__Written task__: Rescale the listing below by copying every line, the request included, with each answer coordinate multiplied by 1.2 and rounded to the nearest whole number (halves round up).

• • • • •

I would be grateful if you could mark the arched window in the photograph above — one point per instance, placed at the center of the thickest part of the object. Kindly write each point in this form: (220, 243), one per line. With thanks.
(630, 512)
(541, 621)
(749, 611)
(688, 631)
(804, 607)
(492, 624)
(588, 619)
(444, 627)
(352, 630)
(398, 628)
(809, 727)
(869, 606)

• • • • •

__Problem solution__:
I would be grateful if you could mark the arched window in the photograph above — one point per instance, placed at the center of the thickest part of the object. Kindly write each point in this form: (220, 243), one per line. With thanks.
(756, 614)
(649, 745)
(899, 733)
(826, 757)
(965, 728)
(590, 749)
(706, 743)
(533, 752)
(422, 756)
(478, 754)
(971, 872)
(1043, 727)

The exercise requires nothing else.